WHAT IS REQUIRED:
Reproduce the lines below word for word, beginning with the very first line and continuing through the line that contains "point(159, 67)".

**** DATASET EXCERPTS ****

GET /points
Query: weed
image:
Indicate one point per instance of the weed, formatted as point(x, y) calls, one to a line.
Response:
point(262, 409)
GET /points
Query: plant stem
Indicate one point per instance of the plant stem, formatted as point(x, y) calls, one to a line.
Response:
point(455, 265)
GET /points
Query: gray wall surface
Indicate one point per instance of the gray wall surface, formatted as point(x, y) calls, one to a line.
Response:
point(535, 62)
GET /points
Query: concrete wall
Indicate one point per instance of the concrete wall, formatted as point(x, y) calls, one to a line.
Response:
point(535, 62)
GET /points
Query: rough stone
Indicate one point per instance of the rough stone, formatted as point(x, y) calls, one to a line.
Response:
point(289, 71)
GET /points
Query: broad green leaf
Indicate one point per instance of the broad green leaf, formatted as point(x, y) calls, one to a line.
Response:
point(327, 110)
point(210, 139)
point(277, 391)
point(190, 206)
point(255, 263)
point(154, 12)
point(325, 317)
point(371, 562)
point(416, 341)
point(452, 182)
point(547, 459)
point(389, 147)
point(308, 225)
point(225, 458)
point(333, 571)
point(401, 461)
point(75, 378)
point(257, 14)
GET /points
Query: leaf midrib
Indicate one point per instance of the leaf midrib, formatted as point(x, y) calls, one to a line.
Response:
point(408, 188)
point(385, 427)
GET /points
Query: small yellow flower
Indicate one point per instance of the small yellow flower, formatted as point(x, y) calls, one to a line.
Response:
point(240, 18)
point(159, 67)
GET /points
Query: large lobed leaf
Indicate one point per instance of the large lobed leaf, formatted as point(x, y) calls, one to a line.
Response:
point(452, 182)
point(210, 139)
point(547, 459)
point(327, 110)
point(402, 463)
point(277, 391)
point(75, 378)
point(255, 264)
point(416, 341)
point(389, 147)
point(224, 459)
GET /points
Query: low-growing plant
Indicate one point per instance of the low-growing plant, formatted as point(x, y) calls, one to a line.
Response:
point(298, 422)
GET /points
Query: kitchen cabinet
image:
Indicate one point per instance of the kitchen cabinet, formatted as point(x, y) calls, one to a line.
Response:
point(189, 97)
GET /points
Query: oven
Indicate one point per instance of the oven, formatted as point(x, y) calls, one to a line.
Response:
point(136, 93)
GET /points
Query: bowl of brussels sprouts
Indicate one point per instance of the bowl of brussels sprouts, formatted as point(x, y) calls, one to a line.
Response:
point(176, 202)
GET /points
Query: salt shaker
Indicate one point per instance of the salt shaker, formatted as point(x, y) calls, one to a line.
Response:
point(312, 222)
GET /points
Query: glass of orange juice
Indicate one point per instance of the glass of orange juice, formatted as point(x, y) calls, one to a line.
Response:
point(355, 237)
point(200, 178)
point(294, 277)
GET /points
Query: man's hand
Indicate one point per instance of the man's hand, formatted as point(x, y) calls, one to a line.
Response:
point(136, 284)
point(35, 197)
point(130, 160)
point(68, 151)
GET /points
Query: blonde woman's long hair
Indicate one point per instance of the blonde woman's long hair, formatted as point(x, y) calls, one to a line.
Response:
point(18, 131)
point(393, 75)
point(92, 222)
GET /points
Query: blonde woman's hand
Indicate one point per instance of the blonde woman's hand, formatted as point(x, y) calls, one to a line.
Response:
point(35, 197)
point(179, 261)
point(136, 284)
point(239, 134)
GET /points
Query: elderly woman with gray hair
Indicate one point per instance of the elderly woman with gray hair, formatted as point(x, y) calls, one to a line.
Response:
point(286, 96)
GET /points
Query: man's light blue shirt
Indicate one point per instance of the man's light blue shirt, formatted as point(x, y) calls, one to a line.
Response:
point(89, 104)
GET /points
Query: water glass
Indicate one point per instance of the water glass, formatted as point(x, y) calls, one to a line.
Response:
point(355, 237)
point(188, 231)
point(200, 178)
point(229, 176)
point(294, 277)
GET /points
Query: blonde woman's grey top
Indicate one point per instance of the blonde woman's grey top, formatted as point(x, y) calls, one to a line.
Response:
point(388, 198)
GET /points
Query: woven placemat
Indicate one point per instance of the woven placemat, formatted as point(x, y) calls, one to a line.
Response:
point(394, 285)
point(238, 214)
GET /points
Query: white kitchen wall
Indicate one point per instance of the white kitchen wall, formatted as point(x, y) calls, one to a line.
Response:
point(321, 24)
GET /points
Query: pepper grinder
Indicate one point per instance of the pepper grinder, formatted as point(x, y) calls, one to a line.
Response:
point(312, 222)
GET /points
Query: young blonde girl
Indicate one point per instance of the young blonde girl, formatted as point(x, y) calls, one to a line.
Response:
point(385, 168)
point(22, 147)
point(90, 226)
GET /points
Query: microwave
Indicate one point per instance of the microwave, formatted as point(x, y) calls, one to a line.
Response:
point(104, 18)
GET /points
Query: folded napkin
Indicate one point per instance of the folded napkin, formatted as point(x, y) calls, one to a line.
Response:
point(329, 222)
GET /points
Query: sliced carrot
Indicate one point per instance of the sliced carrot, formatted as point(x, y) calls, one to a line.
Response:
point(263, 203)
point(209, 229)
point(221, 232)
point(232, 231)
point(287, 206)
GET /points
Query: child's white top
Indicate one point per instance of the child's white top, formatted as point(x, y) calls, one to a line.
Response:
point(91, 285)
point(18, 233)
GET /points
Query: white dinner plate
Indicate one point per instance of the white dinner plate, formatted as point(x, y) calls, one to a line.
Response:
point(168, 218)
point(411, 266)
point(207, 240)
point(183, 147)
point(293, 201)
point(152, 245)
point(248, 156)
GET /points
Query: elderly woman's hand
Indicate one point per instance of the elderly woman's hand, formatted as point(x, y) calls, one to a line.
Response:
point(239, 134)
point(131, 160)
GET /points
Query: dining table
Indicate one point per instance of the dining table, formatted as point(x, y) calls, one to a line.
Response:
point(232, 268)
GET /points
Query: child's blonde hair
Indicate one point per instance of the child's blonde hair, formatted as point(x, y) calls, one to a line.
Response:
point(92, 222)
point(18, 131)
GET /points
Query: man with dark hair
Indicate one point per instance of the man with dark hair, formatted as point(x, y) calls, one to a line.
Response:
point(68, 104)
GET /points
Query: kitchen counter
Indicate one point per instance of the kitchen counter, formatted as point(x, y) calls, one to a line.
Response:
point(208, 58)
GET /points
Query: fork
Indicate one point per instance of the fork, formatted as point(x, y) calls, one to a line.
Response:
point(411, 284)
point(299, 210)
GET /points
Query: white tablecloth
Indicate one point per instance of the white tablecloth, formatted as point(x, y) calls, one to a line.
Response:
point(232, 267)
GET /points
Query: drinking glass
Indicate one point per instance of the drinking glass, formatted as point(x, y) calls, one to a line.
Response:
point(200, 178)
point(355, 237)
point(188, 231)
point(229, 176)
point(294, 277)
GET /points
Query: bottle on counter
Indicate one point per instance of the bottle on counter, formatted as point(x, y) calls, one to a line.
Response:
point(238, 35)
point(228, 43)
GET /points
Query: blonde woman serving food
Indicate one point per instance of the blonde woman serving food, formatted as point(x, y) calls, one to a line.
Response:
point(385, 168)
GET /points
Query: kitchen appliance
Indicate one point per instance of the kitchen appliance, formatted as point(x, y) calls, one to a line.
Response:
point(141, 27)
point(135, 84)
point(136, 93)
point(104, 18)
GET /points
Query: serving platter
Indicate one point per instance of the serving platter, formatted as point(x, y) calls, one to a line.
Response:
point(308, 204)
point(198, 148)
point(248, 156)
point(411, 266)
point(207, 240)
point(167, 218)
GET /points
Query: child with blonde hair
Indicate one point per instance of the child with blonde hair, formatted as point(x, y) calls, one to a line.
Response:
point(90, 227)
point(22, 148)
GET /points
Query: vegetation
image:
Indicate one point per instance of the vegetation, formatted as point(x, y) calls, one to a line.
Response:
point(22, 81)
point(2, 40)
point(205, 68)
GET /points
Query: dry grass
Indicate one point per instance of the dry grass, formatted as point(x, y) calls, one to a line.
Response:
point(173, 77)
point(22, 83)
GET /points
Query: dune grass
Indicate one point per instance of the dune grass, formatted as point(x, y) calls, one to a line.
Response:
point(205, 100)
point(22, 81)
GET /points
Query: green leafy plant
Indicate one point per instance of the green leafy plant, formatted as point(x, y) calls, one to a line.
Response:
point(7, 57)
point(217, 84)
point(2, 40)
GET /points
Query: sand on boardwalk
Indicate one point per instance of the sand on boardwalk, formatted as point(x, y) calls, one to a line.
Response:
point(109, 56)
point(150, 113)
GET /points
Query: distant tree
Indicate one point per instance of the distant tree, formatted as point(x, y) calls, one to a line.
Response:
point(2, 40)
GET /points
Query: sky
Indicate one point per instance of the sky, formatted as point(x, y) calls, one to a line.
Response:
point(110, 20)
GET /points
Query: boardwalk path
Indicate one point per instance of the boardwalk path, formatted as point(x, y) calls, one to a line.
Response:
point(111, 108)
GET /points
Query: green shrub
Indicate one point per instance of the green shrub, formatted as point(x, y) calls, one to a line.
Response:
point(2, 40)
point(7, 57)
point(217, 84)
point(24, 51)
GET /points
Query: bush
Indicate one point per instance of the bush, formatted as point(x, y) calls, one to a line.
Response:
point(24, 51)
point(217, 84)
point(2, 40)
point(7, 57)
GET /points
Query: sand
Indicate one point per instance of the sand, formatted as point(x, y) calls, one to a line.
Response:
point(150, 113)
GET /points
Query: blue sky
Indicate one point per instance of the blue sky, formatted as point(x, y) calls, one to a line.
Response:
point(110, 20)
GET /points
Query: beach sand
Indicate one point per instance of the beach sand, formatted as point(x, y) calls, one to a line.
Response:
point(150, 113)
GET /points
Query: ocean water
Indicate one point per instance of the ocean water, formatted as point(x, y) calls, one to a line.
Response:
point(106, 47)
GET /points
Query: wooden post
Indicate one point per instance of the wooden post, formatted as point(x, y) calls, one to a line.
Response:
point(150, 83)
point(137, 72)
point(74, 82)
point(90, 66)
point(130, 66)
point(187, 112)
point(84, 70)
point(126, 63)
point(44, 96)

****

THE COMPLETED TASK:
GET /points
Query: weed
image:
Indicate one point per instance of the weed, formatted as point(x, y) calls, one to a line.
Response:
point(262, 409)
GET /points
Query: plant stem
Indicate one point per instance of the plant stem, formatted as point(x, y) calls, one to a line.
Response:
point(455, 265)
GET /points
Query: gray wall surface
Indicate one point per instance of the gray wall surface, formatted as point(x, y) calls, one to a line.
Response:
point(535, 62)
GET /points
Query: concrete wall
Indicate one point per instance of the concrete wall, formatted as point(x, y) calls, one to a line.
Response:
point(535, 62)
GET /points
Query: rough stone
Indicate one point per instance of the rough stone, formatted as point(x, y) calls, one to a line.
Response:
point(289, 71)
GET /points
Query: broad green leaf
Indicate one point per instance of the broad green leaf, formatted as point(x, y) calls, one to a line.
Response:
point(327, 110)
point(210, 139)
point(277, 391)
point(190, 206)
point(255, 263)
point(154, 12)
point(325, 317)
point(371, 562)
point(416, 341)
point(452, 182)
point(547, 459)
point(389, 147)
point(308, 225)
point(225, 458)
point(333, 571)
point(401, 461)
point(75, 378)
point(257, 14)
GET /points
Query: leaf midrib
Indicate one point per instance of the leaf midrib, formatted as point(x, y) calls, one to a line.
Response:
point(408, 188)
point(385, 427)
GET /points
Query: small yellow flower
Indicate one point per instance of the small yellow flower, formatted as point(x, y) calls, one to a line.
Response:
point(240, 18)
point(159, 67)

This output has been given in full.